We then used labelbuddy to manually annotate a subset of papers with the dFC assessment method(s) used in the study and the application of the study (e.g., clinical, cognitive, etc.). This information provides valuable insights into the current state of the field, as it helps identify which dFC assessment methods are most commonly used and in which types of studies. The annotations are available online.

The scatter plot in Figure 6 presents the number of times each method was applied across the annotated papers versus the number of citations received. A total of 70 papers were annotated for this analysis. This figure serves to examine the relationship between the practical adoption of each method and its citation count. Essentially, it explores whether a method that receives frequent citations is also commonly employed in practice.

The scatter plot displays the number of times each dFC assessment method was applied across the annotated papers, versus the number of times it was cited. The year of the first publication of each method is also shown besides its name. Clustering was both highly cited and highly applied, while Time-Frequency was highly cited but not highly applied. Sliding Window was highly applied, although not as frequently cited as Clustering. Co-Activation Patterns and Window-less were not highly applied, although Co-Activation Patterns was as frequently cited as Sliding Window.

Material shown:
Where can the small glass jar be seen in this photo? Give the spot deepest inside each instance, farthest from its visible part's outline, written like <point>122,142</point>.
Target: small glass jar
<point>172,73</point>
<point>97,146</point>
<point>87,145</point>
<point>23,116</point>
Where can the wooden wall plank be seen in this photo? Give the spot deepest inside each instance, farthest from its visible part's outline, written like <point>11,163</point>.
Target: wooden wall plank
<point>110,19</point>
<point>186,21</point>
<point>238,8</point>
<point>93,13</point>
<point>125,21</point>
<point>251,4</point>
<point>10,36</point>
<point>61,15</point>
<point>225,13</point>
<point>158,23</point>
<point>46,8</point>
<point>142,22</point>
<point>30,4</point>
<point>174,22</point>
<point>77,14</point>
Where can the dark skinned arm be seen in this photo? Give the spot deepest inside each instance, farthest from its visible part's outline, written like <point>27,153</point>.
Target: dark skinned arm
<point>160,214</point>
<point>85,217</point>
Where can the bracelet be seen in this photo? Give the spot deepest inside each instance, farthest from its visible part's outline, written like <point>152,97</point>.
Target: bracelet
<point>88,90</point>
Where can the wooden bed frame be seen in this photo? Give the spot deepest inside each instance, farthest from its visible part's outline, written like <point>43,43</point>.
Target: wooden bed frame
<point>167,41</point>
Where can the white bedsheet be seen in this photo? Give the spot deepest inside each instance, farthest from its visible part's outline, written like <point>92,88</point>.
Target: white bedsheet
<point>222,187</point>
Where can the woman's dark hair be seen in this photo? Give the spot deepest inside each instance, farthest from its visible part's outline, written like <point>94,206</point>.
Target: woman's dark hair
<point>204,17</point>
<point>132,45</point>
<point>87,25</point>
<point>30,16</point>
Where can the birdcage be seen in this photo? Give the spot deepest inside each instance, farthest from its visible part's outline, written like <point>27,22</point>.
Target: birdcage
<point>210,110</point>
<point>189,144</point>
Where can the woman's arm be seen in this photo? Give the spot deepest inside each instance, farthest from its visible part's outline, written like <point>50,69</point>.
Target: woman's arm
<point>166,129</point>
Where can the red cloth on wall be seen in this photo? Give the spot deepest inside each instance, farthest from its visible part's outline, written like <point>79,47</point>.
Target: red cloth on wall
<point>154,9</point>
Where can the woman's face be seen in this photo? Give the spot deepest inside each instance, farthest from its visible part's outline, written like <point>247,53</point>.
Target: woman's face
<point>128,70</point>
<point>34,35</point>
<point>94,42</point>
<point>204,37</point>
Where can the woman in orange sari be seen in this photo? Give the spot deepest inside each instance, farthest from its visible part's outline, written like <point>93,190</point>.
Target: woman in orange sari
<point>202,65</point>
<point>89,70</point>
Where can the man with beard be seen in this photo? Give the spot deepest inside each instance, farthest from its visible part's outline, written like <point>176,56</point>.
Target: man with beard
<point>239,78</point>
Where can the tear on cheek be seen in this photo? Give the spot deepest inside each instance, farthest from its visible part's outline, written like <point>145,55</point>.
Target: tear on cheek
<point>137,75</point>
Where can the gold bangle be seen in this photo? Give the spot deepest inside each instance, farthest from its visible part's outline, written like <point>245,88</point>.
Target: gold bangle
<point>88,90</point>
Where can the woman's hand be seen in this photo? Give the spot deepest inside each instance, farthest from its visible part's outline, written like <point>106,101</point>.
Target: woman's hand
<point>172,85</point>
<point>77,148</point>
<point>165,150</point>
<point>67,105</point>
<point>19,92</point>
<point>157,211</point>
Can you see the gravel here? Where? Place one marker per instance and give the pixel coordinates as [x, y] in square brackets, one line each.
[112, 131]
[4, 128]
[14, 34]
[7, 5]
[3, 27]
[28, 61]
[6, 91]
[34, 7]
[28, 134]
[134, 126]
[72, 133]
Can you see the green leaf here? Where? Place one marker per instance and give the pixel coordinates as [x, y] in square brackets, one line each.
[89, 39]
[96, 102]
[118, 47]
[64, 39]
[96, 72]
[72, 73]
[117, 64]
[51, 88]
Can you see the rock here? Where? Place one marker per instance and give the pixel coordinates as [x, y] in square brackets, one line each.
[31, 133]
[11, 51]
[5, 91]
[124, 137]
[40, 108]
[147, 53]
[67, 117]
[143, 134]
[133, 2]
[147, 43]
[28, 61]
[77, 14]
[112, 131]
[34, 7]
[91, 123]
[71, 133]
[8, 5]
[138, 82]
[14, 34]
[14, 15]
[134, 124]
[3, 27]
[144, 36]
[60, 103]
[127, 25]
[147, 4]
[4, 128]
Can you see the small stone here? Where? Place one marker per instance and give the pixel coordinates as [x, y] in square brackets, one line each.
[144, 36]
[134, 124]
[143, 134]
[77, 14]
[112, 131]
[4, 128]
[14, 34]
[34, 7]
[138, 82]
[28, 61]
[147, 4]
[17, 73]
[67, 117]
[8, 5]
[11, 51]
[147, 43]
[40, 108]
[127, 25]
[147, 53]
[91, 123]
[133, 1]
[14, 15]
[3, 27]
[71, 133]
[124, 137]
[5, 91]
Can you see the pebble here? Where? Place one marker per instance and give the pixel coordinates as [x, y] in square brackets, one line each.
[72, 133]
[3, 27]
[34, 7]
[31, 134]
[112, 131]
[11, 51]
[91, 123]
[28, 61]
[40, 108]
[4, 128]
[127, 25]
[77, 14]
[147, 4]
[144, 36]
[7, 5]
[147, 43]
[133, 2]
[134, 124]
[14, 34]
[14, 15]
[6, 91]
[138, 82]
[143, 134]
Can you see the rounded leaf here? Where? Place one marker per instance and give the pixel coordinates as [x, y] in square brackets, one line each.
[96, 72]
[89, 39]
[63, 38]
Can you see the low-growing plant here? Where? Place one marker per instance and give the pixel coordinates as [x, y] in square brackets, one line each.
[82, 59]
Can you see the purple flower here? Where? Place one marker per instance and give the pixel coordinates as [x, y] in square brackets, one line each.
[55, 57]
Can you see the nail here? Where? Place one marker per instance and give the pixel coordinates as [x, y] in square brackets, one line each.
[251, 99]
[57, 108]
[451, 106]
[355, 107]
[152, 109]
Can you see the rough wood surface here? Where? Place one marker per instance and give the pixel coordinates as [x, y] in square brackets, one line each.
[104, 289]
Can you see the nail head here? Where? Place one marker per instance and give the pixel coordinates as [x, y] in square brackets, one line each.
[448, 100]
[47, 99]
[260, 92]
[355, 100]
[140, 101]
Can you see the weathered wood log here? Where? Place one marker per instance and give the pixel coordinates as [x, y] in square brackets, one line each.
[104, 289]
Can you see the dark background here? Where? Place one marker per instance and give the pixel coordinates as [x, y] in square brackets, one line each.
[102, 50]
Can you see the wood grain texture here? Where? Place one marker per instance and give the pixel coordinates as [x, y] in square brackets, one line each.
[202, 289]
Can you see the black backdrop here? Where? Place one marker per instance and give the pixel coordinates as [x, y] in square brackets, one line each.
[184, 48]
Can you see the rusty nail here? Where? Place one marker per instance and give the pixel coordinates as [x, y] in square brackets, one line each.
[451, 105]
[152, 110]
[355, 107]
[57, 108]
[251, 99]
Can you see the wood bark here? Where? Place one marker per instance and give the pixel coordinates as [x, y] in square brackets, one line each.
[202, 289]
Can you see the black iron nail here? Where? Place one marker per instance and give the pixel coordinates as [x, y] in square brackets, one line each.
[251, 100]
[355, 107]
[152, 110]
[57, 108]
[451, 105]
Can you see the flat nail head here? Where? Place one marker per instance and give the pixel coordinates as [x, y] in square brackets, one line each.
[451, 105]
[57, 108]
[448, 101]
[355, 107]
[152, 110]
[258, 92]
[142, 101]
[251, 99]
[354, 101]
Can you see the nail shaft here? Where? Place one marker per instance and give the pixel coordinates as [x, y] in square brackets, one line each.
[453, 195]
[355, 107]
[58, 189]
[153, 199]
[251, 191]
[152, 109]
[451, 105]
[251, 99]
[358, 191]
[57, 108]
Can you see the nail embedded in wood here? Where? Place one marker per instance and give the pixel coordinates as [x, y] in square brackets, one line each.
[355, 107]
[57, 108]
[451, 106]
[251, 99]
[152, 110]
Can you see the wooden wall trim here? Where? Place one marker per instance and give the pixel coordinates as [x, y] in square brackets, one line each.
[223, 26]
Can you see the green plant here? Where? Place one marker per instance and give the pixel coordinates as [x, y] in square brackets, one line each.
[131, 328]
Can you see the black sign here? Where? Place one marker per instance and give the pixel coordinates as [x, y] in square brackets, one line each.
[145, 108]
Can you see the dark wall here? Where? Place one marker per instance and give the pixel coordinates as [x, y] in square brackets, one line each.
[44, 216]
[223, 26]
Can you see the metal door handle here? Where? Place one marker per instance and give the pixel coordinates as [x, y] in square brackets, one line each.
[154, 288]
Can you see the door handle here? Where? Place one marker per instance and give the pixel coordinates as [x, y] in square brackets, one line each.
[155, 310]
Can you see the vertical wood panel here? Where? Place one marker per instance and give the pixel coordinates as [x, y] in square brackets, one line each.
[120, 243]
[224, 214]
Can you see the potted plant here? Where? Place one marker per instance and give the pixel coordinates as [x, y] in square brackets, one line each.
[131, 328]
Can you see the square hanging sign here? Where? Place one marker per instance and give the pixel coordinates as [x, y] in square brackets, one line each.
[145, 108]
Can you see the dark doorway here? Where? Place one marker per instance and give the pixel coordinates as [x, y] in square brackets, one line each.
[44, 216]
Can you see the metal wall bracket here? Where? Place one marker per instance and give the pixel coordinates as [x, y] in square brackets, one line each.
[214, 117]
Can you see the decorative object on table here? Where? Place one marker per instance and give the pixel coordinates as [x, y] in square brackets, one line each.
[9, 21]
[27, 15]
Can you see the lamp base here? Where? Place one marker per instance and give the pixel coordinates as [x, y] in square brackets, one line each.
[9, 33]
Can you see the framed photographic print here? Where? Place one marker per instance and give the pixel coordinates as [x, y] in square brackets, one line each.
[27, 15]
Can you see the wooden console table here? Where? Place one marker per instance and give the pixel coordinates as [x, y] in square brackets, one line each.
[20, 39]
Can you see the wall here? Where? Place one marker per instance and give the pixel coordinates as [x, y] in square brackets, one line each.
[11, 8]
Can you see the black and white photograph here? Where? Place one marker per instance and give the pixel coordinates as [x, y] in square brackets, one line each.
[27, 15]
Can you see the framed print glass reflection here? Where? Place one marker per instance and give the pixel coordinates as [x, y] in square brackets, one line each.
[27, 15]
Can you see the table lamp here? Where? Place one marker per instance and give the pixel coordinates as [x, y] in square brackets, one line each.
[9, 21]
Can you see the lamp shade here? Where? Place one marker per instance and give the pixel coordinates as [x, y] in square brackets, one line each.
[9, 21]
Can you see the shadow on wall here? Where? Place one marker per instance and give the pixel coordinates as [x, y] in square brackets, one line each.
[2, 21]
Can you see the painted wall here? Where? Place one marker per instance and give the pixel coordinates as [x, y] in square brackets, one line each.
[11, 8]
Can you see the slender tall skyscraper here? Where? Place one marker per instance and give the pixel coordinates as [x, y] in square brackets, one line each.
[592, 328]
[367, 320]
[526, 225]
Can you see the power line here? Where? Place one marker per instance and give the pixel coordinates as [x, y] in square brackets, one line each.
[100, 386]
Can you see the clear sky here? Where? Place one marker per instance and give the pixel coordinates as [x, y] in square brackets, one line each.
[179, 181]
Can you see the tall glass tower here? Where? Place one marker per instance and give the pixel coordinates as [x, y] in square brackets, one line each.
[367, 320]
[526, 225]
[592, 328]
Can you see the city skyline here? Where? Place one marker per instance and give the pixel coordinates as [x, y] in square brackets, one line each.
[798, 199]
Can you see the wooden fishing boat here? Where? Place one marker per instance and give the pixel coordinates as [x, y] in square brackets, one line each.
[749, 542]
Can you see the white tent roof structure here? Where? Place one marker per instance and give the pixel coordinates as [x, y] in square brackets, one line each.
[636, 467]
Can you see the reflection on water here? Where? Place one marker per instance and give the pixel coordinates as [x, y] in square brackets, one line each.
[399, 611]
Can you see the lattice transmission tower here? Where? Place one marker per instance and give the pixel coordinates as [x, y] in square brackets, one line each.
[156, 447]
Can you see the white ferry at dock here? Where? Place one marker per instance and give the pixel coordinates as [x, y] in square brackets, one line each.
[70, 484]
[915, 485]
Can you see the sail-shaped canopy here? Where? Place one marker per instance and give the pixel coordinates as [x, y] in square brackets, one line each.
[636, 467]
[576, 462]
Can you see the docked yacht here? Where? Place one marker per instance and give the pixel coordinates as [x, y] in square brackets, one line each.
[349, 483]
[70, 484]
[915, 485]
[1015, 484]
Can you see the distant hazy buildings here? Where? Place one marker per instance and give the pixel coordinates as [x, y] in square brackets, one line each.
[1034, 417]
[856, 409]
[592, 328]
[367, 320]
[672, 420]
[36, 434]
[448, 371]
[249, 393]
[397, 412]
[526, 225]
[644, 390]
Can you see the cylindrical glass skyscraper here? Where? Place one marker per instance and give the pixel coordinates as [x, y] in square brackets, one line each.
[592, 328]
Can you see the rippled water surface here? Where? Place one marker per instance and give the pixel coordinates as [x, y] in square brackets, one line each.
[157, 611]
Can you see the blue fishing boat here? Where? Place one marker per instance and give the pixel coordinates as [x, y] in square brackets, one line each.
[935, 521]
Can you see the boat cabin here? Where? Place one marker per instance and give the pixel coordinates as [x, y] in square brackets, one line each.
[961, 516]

Using the information:
• 1. According to the excerpted text, how many papers were annotated for the analysis shown in Figure 6?
• 2. Rewrite the paragraph of the excerpted text that begins "The scatter plot displays the number of times" as a short list that keeps its main facts.
• 3. Reproduce the excerpted text between "We then used" and "employed in practice.", inclusive, substituting "chart" for "scatter plot".

Completed exercise:
• 1. 70 papers.

• 2.
- The scatter plot compares how often each dFC assessment method was applied in the annotated papers with how often it was cited. Each method's name is shown with the year it was first published.
- Clustering was highly cited and highly applied.
- Time-Frequency was highly cited but not highly applied.
- Sliding Window was highly applied but cited less often than Clustering.
- Co-Activation Patterns and Window-less were not highly applied. Co-Activation Patterns was cited as often as Sliding Window.

• 3.
We then used labelbuddy to manually annotate a subset of papers with the dFC assessment method(s) used in the study and the application of the study (e.g., clinical, cognitive, etc.). This information provides valuable insights into the current state of the field, as it helps identify which dFC assessment methods are most commonly used and in which types of studies. The annotations are available online.

The chart in Figure 6 presents the number of times each method was applied across the annotated papers versus the number of citations received. A total of 70 papers were annotated for this analysis. This figure serves to examine the relationship between the practical adoption of each method and its citation count. Essentially, it explores whether a method that receives frequent citations is also commonly employed in practice.